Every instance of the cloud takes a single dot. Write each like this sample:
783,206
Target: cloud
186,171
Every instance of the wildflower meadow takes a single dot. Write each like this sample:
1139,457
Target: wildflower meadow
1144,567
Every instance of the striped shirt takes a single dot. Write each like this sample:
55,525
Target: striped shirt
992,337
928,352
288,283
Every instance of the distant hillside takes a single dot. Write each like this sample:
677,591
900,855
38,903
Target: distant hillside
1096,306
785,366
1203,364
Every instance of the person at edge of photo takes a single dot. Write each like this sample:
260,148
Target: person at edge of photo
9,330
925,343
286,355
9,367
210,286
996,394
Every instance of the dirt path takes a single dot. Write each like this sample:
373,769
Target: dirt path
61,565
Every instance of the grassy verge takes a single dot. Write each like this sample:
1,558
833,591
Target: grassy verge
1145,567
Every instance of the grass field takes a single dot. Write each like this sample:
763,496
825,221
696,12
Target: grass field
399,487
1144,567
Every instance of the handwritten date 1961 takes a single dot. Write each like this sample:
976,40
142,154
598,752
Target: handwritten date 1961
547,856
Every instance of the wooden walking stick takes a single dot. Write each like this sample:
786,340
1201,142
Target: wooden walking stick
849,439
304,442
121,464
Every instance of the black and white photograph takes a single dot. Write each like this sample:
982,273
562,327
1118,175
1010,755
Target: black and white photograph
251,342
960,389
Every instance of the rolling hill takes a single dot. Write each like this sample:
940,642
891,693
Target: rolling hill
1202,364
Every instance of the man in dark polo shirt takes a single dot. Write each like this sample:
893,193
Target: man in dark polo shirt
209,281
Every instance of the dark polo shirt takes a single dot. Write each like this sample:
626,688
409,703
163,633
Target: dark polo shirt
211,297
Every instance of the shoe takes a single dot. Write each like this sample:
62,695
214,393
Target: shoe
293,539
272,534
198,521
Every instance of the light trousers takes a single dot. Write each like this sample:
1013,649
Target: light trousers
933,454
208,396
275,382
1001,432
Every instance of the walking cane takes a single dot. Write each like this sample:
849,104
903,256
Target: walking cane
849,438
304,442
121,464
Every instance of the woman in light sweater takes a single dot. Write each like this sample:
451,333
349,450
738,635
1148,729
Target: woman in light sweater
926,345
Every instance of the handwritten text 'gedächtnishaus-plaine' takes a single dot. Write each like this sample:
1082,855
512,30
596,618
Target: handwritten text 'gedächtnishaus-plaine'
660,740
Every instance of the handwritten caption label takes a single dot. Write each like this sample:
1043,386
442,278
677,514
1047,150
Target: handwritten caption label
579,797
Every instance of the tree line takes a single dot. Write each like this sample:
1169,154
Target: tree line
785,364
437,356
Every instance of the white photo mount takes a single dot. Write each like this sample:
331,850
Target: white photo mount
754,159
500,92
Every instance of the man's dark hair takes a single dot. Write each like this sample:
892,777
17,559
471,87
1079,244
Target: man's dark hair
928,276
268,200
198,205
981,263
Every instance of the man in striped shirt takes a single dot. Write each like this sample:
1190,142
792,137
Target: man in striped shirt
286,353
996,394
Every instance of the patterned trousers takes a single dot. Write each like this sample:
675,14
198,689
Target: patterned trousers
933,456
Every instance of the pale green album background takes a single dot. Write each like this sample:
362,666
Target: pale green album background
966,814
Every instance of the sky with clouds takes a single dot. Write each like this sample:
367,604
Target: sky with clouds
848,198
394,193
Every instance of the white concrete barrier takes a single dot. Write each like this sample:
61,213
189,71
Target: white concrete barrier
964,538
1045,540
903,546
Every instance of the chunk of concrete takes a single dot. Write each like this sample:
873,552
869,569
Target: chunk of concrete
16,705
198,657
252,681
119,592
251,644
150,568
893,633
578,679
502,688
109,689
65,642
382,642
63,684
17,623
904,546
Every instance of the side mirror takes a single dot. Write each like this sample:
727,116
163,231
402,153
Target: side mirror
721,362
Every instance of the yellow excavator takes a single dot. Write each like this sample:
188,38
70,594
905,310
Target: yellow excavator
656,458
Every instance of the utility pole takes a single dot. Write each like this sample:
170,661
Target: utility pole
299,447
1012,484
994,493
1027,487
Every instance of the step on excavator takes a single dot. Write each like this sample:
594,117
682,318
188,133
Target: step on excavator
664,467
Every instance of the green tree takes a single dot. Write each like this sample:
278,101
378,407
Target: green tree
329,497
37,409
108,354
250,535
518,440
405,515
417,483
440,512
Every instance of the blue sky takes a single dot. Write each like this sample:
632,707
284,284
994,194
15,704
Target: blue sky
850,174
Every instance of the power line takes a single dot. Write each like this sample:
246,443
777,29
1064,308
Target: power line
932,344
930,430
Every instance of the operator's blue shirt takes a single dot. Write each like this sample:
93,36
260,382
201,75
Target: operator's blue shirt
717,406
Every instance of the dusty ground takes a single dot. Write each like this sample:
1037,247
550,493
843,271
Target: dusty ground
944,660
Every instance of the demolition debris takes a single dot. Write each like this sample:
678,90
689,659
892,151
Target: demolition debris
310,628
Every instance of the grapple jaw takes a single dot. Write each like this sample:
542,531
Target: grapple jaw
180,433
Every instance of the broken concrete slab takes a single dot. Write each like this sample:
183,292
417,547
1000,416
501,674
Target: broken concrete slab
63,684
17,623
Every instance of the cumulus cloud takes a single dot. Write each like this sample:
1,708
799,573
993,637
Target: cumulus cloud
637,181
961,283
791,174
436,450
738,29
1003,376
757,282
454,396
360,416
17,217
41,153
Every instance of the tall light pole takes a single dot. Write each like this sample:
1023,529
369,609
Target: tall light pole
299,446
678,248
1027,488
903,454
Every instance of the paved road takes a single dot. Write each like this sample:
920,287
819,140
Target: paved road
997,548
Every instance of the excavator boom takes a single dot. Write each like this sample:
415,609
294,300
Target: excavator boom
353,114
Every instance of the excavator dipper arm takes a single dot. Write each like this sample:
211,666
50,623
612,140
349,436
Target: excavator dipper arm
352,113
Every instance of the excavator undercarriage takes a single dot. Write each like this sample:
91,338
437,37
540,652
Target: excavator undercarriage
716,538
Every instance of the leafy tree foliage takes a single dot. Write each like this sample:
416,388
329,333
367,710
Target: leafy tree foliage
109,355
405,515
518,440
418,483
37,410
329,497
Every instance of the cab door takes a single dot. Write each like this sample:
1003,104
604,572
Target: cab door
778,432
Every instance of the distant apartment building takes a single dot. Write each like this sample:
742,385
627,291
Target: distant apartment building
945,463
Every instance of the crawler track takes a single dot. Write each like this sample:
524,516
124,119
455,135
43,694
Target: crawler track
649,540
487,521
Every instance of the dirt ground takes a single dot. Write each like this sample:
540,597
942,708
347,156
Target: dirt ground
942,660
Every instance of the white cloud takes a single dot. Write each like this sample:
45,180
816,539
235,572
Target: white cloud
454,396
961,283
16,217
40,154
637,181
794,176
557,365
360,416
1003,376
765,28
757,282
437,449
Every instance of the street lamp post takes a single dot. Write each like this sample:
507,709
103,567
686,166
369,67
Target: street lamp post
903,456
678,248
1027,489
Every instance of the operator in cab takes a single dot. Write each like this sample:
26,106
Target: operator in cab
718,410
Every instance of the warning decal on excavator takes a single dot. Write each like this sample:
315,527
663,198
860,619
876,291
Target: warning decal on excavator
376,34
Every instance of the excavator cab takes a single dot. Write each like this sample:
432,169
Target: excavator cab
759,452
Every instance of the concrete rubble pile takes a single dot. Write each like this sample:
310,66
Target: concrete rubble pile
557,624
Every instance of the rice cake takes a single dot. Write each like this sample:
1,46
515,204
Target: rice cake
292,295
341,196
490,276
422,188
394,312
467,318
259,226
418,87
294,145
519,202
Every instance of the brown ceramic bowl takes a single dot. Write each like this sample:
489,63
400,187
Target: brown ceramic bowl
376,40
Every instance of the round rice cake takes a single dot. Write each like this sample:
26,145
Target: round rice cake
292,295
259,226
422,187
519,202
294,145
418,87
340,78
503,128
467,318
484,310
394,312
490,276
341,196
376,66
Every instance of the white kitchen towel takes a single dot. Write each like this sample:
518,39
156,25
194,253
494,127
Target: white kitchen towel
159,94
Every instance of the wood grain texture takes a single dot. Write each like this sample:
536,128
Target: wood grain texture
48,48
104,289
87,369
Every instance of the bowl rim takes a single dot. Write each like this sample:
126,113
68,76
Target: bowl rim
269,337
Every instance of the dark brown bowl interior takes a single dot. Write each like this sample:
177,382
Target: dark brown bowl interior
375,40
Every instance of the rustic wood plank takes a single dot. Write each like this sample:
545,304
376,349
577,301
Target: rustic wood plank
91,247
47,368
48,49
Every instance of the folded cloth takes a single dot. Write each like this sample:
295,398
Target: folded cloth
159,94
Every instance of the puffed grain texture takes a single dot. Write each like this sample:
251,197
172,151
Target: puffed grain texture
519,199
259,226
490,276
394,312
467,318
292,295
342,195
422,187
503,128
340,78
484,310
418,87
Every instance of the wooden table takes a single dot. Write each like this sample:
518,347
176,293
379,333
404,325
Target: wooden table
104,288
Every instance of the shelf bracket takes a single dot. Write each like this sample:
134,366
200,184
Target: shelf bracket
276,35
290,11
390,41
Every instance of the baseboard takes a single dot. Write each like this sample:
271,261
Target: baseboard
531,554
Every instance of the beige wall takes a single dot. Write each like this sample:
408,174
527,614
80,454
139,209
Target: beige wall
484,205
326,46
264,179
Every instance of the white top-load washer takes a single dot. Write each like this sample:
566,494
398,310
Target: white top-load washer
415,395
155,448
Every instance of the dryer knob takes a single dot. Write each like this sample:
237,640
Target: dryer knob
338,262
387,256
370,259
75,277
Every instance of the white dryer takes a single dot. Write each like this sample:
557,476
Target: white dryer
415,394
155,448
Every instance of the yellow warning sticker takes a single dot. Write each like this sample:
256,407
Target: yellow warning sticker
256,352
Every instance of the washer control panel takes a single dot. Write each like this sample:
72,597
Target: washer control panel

━━━━━━━━

■ PROBLEM TO WORK ON ■
Extract, exactly as they appear, the lines from the one containing "Every instance of the wooden table" through the final line.

■ FINISHED ANSWER ■
Every instance of the wooden table takes a single dot. Write each like this sample:
518,347
176,293
379,333
404,325
Target: wooden table
104,288
Every instance of the shelf bracket takes a single dot. Write each like this sample:
134,366
200,184
Target: shelf bracket
276,35
290,11
390,41
Every instance of the baseboard takes a single dot. Write each like this sample:
271,261
Target: baseboard
531,554
Every instance of the beige wall takes a single dot. Write each like this sample:
408,174
527,614
80,454
139,209
Target: beige wall
484,205
326,46
264,179
Every instance of the white top-load washer takes a single dot. Write each like this sample:
566,494
398,310
Target: white top-load washer
415,395
155,448
Every instance of the dryer knob takes a single dot. Write each like this sample:
237,640
Target: dryer knob
338,262
387,256
370,259
75,277
Every instance of the white dryer takes a single dot. Write each like this sample:
557,476
Target: white dryer
415,394
155,448
Every instance of the yellow warning sticker takes a single dot. Write each like this sample:
256,407
Target: yellow warning sticker
256,352
Every instance of the washer control panel takes a single dot. Write each like this sample:
72,597
Target: washer control panel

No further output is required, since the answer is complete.